— TASK INSTRUCTIONS —
Could you reproduce the items below with every "Target" swapped for "Object" and nothing else altered?

— DATA EXTRACT —
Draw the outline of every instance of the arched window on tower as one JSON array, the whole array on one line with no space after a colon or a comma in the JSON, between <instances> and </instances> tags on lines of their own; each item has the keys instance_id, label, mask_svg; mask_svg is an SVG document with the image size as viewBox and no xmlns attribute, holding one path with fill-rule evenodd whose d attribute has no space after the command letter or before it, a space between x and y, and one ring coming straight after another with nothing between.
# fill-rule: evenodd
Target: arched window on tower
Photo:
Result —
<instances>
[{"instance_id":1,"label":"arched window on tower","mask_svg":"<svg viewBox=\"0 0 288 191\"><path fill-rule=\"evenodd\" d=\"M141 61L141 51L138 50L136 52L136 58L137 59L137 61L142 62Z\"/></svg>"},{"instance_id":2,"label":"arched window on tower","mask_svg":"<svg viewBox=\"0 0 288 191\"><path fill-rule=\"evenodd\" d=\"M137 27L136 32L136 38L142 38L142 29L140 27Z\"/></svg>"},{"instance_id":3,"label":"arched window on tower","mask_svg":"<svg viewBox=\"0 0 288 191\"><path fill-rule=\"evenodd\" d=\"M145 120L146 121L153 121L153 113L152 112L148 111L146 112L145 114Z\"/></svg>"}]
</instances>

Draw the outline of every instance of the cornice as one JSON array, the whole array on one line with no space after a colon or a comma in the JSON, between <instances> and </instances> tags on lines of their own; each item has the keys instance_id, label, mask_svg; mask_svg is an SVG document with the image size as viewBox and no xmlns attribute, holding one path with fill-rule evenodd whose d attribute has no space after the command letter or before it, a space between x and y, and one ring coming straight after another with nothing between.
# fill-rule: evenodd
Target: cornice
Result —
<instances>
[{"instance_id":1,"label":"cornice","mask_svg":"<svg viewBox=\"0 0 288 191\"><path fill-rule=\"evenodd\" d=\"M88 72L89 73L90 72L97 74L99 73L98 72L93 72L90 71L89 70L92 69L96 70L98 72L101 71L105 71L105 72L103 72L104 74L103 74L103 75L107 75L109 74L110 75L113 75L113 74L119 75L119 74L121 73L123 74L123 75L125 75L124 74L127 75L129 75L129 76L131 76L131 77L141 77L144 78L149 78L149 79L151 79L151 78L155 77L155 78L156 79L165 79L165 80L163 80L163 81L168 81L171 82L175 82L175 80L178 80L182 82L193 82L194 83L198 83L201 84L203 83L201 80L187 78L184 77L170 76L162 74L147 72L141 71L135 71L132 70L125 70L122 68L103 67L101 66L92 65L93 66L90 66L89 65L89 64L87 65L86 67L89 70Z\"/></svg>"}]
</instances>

— THE COMPLETED TASK —
Draw the outline of every instance of the arched window on tower as one JSON array, the whole array on one line with no space after a colon or a comma in the JSON, between <instances> and </instances> tags on lines of their own; each item has the keys instance_id, label, mask_svg; mask_svg is an SVG document with the image size as viewBox and no xmlns attribute, holding one path with fill-rule evenodd whose d attribute has no space after the command letter or before it, a space between x and y, and one ring coming straight after another with nothing between.
# fill-rule: evenodd
Object: arched window on tower
Photo:
Result —
<instances>
[{"instance_id":1,"label":"arched window on tower","mask_svg":"<svg viewBox=\"0 0 288 191\"><path fill-rule=\"evenodd\" d=\"M141 61L141 51L138 50L136 52L136 58L137 59L137 61L142 62Z\"/></svg>"},{"instance_id":2,"label":"arched window on tower","mask_svg":"<svg viewBox=\"0 0 288 191\"><path fill-rule=\"evenodd\" d=\"M137 27L136 32L136 38L142 38L142 29L140 27Z\"/></svg>"},{"instance_id":3,"label":"arched window on tower","mask_svg":"<svg viewBox=\"0 0 288 191\"><path fill-rule=\"evenodd\" d=\"M145 120L146 121L153 121L153 113L152 112L148 111L146 112L145 114Z\"/></svg>"}]
</instances>

Draw the outline of every instance of the cornice as one JSON array, the whole array on one line with no space after a colon or a comma in the JSON, between <instances> and </instances> tags on lines of their own; each item has the keys instance_id, label, mask_svg; mask_svg is an SVG document with the image size as viewBox and no xmlns attribute, holding one path with fill-rule evenodd whose d attribute has no space after the command letter or before it, a space between x and y, and one ring coming straight after another with nothing between.
# fill-rule: evenodd
Object: cornice
Result —
<instances>
[{"instance_id":1,"label":"cornice","mask_svg":"<svg viewBox=\"0 0 288 191\"><path fill-rule=\"evenodd\" d=\"M88 72L89 73L90 72L97 74L99 73L98 72L93 72L90 71L89 70L92 69L96 70L98 72L101 71L105 71L105 72L103 72L104 74L103 74L103 75L107 75L109 74L110 75L113 75L113 74L119 75L119 74L121 73L123 74L123 75L125 75L124 74L127 75L129 75L129 76L131 76L131 77L141 77L144 78L149 78L149 79L151 79L151 78L155 77L155 78L156 79L165 79L165 80L163 80L163 81L168 81L171 82L175 82L175 80L178 80L182 82L193 82L194 83L198 83L201 84L203 83L201 80L187 78L184 77L170 76L162 74L147 72L141 71L135 71L132 70L125 70L122 68L103 67L101 66L92 65L93 66L90 66L89 65L89 64L87 65L86 67L89 70Z\"/></svg>"}]
</instances>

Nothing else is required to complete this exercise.